## Provided data

:::::

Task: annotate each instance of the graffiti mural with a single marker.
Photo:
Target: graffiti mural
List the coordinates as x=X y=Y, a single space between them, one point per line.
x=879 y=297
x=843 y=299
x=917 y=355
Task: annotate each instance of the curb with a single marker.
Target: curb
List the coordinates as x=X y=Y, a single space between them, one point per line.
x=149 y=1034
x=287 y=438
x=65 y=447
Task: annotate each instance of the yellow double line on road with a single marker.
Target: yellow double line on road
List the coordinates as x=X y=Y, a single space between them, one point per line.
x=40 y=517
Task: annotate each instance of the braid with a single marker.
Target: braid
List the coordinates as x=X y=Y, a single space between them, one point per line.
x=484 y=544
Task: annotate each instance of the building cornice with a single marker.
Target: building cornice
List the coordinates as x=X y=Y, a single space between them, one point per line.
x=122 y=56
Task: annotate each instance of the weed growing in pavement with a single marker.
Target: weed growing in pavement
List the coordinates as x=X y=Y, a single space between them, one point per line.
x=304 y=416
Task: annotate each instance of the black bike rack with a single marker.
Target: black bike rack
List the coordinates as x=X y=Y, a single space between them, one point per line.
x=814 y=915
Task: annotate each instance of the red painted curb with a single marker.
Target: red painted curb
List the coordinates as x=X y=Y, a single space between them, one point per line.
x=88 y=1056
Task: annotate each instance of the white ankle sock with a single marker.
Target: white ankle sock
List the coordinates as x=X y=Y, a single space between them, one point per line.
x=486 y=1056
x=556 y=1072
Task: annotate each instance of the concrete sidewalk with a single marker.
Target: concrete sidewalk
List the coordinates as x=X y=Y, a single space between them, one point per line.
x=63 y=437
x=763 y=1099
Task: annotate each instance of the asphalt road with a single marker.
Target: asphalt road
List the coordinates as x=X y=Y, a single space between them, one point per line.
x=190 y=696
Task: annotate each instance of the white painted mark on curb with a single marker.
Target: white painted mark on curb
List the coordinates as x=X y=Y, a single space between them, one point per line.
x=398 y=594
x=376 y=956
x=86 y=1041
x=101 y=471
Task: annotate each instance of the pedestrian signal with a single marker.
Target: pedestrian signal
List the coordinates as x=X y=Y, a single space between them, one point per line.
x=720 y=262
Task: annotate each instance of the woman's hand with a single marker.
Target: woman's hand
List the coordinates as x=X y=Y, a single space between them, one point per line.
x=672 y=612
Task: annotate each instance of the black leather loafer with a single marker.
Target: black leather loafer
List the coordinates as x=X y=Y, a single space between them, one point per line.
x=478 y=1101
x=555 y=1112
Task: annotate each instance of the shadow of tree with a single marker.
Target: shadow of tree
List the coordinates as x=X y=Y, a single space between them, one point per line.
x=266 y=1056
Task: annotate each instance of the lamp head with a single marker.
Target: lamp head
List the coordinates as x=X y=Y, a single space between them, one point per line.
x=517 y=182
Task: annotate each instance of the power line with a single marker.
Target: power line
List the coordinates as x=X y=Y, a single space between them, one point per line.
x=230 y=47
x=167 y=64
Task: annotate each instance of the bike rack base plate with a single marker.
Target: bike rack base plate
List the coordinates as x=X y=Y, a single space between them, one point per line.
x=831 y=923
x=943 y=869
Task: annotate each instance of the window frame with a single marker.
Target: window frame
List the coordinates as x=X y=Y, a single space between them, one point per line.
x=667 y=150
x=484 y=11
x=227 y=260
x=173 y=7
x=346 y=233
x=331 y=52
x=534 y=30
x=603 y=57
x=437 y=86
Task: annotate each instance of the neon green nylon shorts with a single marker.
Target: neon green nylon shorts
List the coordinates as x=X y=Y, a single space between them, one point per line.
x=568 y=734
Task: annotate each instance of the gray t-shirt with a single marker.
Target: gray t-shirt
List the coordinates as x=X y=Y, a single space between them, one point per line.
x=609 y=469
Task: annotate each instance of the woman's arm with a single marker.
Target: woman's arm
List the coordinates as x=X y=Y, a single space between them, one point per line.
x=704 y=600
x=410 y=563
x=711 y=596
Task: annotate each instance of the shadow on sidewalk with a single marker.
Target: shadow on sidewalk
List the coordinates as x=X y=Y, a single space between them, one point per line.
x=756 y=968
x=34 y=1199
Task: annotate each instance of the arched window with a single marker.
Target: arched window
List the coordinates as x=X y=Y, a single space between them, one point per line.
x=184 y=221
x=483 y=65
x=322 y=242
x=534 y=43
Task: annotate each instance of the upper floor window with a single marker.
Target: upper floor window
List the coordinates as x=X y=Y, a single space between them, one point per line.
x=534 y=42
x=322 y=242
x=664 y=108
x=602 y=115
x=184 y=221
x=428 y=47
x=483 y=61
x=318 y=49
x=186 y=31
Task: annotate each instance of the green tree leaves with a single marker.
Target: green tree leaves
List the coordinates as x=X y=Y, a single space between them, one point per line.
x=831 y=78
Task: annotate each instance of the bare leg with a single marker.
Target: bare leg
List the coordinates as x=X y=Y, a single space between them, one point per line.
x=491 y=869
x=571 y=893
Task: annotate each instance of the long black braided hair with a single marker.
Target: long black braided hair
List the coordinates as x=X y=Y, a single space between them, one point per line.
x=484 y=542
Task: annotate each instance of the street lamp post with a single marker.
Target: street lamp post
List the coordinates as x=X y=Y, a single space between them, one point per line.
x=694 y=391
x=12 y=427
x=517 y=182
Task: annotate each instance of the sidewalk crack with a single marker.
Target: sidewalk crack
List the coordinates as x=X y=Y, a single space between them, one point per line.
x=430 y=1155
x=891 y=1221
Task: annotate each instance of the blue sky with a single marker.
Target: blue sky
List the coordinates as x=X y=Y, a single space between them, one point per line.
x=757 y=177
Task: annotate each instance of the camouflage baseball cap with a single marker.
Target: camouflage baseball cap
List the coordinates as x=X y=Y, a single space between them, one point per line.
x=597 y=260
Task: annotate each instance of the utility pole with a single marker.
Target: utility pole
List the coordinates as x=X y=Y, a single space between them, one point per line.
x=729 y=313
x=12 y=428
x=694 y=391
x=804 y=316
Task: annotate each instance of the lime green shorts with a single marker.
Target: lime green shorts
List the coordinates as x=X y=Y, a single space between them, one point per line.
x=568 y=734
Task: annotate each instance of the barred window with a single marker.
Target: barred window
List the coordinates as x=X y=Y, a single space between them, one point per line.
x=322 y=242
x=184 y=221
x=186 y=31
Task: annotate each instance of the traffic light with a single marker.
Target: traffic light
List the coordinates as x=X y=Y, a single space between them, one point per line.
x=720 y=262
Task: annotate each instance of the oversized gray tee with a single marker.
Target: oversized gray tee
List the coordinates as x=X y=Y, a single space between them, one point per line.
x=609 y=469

:::::

## Task prompt
Copy out, from the records above, every line that holds the string "yellow".

## Task answer
Task: annotate each instance of the yellow double line on road with a single marker.
Target: yellow double line on road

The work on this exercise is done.